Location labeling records

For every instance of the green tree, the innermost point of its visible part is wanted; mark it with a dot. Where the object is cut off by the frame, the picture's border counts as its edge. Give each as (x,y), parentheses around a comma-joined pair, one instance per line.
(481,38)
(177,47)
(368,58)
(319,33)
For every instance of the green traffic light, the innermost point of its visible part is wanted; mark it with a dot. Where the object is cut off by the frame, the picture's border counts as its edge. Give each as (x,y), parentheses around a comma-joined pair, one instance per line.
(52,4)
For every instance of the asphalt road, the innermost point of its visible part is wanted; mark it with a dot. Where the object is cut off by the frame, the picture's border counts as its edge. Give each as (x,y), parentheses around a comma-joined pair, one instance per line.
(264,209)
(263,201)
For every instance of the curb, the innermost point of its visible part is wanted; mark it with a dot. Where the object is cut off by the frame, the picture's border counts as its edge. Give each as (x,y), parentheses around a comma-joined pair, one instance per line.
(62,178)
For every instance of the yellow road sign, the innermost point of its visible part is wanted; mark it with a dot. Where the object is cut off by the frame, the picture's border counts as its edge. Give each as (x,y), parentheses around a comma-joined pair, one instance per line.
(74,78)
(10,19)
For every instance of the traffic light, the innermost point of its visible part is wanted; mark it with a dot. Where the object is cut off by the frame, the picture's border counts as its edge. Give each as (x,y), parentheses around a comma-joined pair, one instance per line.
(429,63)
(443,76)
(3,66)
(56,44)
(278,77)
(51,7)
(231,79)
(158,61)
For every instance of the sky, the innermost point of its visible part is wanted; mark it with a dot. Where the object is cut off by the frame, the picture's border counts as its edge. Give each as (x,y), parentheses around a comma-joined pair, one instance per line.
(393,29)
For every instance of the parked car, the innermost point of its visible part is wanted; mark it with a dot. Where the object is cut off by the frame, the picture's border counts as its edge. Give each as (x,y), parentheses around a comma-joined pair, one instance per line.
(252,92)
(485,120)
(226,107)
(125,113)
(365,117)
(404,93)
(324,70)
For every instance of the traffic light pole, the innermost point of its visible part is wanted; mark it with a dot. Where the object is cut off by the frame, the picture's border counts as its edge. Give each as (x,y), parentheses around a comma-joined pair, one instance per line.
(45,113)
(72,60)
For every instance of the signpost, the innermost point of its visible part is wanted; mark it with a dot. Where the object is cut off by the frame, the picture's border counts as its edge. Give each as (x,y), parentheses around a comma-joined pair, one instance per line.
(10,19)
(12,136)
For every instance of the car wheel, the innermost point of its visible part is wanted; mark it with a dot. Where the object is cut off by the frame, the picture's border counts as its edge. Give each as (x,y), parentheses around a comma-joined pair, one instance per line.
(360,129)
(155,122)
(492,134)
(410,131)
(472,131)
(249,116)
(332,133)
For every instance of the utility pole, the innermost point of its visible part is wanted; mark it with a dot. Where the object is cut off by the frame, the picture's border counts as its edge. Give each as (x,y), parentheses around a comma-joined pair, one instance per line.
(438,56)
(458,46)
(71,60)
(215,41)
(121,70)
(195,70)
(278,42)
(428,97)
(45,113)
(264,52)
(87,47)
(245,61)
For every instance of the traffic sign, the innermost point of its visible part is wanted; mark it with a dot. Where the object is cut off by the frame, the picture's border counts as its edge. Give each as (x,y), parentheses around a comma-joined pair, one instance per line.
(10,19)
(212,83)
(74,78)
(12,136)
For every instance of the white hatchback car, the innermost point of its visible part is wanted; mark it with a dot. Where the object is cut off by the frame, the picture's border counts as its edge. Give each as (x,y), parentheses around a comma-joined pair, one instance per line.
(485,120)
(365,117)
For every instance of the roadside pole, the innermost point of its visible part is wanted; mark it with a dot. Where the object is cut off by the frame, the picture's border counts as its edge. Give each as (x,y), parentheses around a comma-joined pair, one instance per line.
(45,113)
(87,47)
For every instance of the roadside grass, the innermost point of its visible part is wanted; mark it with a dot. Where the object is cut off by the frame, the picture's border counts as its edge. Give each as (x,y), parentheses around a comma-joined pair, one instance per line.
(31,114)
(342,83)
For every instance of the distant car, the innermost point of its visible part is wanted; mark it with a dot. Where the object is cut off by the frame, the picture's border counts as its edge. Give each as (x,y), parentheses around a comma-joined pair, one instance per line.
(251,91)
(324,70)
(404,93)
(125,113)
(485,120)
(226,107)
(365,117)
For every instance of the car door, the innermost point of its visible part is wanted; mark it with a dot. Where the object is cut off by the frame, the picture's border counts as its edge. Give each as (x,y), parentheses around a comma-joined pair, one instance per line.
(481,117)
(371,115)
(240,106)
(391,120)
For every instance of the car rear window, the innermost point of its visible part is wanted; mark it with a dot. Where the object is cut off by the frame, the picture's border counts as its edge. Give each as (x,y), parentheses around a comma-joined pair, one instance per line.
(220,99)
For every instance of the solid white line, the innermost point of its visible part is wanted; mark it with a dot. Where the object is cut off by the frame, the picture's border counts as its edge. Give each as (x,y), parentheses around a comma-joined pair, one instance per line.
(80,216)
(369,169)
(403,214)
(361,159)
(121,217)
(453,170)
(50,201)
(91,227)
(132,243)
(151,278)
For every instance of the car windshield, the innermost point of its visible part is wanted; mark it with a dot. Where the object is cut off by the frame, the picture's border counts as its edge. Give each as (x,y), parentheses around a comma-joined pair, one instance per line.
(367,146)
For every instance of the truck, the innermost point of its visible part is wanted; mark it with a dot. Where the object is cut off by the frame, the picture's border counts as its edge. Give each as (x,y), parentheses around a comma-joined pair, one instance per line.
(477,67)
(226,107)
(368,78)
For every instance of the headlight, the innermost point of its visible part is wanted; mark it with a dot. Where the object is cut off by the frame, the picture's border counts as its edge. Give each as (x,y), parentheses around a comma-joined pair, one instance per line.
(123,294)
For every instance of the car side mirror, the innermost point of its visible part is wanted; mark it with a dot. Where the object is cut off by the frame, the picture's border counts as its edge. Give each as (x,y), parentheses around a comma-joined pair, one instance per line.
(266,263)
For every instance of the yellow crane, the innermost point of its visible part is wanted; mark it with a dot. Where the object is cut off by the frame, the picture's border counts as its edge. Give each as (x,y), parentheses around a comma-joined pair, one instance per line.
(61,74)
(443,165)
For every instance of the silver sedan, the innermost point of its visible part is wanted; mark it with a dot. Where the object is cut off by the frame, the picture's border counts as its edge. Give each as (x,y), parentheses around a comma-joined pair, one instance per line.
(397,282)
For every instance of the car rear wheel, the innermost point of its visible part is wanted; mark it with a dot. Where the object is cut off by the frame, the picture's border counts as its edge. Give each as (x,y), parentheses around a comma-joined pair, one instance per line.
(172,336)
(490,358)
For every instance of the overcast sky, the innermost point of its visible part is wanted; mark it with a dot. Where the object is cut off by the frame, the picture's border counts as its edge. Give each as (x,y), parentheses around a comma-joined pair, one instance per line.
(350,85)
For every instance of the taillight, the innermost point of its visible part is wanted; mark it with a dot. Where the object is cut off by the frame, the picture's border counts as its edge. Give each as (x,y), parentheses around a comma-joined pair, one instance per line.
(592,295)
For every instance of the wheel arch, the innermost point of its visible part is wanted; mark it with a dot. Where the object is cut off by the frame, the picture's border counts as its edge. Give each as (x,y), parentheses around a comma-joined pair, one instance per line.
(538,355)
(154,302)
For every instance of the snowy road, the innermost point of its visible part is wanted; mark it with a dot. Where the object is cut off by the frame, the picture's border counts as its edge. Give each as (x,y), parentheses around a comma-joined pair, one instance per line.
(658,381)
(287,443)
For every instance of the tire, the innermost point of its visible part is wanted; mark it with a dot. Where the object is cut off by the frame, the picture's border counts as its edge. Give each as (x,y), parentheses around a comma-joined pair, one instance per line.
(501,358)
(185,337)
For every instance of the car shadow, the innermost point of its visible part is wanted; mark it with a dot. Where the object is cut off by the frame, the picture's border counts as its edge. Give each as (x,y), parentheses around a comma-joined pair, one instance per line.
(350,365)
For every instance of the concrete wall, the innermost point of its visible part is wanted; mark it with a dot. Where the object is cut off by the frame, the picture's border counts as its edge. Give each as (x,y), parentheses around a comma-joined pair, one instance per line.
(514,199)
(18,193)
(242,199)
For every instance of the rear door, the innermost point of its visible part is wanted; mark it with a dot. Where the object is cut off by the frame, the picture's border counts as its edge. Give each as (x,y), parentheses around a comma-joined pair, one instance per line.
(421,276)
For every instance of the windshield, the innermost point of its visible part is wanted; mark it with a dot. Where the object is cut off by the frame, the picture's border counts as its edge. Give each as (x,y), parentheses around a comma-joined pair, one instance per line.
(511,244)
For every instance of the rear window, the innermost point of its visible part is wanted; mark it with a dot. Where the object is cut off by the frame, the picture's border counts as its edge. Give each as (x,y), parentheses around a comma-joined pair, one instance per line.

**REQUIREMENT**
Starting at the line that contains "For every instance of the tire, the", quote each remaining line of the entries above, unchanged.

**EXERCISE SOLUTION**
For every instance of the tire, the innermost point of its visible part is wanted; mark it with a dot. Where the object is cut off by the frame, the picture's border counts as its edge. Give each as (x,y), parentheses around a comma-joined pair, one instance per line.
(501,358)
(185,337)
For every instance of the car shadow, the innermost point of its visible part is wanted; mark it with a dot. Where the object is cut off by the frame, the picture's border counts as its edge. Give each as (x,y), parentheses around a comma-joined pair, one instance per line.
(350,365)
For every instance of the concrete wall, the innermost point of its visible part is wanted; mark it with a dot. Where the object is cut off by the frame, the picture's border counts as its edge. Give each as (x,y), parentheses around a comma-joined pair, one instance per line.
(514,199)
(18,193)
(242,199)
For every instance of the rear door, the innermost point of its visible part is wanted; mark it with a dot. Where the object is cut off by the frame, the picture's border counts as its edge. Give each as (x,y), parentheses around a comma-joined pair, one instance per line.
(421,276)
For every instance of the windshield, the innermost point of its visible part is wanted; mark it with a dot. Where the object is cut off by the frame, the picture's border counts as its edge. Give each as (x,y), parentheses around a comma-joined pair, one instance per line.
(511,244)
For every instance of the rear window, the innermost point of its visible part is wanted; mark it with a dot. Where the object is cut off by the frame, the picture's border counts as its edge. Give each as (x,y), parentheses around a comma-joined pair, one instance per line.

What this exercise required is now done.